▶ PROBLEM TO WORK ON
Here is a block of records. Copy every line in it that includes "white".

[Stored dataset items]
■ ■ ■ ■

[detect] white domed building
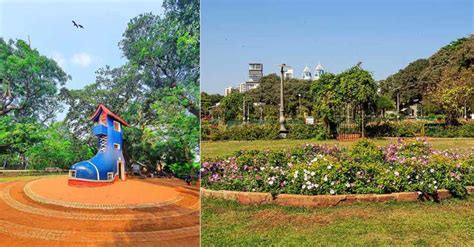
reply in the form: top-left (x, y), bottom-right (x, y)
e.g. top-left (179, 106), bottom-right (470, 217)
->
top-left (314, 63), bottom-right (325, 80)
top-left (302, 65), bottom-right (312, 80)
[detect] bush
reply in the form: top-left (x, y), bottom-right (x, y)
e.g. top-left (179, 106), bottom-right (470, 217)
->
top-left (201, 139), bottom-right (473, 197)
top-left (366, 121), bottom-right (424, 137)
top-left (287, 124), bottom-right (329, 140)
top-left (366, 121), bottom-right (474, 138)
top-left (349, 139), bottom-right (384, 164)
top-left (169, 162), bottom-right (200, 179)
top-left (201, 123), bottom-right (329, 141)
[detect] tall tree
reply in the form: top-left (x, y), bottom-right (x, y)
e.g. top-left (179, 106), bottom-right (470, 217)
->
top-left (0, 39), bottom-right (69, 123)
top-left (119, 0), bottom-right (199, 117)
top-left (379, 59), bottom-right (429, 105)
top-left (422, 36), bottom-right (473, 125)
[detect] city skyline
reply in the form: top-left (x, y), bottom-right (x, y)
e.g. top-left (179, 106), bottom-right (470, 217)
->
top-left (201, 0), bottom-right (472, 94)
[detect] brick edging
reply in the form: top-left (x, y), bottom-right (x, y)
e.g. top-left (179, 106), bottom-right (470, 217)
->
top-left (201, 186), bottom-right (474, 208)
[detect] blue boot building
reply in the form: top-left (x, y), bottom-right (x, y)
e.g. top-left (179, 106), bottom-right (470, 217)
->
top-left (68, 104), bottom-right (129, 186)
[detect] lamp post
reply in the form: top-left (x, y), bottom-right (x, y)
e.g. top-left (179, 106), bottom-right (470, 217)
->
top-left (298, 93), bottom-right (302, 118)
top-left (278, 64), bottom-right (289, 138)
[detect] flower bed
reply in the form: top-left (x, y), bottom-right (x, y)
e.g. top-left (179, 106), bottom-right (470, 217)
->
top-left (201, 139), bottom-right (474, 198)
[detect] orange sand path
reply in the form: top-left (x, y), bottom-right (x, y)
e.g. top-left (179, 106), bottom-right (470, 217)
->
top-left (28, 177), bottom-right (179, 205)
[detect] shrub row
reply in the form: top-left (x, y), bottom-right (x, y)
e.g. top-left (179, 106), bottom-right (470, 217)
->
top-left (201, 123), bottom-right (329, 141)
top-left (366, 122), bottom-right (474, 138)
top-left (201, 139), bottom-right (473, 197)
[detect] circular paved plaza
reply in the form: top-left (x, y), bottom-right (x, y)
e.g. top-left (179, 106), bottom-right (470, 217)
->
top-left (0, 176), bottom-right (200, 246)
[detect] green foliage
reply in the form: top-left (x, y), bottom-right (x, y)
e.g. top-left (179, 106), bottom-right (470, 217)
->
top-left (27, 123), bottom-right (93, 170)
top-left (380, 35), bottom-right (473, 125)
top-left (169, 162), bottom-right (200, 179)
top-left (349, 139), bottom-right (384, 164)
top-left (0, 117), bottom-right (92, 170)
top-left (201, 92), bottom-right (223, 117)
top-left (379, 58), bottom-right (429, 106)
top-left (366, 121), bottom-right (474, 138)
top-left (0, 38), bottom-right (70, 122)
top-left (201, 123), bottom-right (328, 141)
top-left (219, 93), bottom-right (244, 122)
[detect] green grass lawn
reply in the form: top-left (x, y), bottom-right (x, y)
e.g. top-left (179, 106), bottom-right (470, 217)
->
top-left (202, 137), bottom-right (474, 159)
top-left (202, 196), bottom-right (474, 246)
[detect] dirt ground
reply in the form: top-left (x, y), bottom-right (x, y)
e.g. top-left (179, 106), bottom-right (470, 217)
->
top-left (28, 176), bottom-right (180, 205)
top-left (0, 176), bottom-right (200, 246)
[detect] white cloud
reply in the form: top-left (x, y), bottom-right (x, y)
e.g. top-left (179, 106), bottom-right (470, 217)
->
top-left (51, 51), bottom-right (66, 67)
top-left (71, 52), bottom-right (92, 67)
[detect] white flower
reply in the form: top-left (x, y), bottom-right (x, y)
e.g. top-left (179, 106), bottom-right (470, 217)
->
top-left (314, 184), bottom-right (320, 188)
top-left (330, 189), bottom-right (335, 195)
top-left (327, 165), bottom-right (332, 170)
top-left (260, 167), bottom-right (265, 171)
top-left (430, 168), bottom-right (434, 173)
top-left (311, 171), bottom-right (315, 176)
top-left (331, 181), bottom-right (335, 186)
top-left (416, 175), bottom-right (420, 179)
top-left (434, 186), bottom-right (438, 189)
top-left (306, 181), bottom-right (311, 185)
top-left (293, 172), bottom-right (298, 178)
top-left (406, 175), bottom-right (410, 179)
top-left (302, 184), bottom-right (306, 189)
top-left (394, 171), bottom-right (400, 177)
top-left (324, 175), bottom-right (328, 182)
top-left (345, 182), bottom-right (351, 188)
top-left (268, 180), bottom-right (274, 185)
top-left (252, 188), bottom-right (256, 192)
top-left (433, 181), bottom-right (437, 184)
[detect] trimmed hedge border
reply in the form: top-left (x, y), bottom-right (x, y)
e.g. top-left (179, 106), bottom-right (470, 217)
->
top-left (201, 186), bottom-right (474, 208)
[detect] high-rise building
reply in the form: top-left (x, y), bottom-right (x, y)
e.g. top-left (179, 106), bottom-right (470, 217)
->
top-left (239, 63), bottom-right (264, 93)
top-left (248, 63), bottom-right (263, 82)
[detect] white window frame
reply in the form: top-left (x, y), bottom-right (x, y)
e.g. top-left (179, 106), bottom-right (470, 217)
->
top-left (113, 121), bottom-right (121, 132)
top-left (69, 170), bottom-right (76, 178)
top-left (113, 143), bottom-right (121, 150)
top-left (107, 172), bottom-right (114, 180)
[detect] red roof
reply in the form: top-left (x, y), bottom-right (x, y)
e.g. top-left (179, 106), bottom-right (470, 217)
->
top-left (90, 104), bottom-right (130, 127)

■ ■ ■ ■

▶ FINAL ANSWER
[detect] white domed building
[detect] white cloud
[detect] white flower
[detect] white window frame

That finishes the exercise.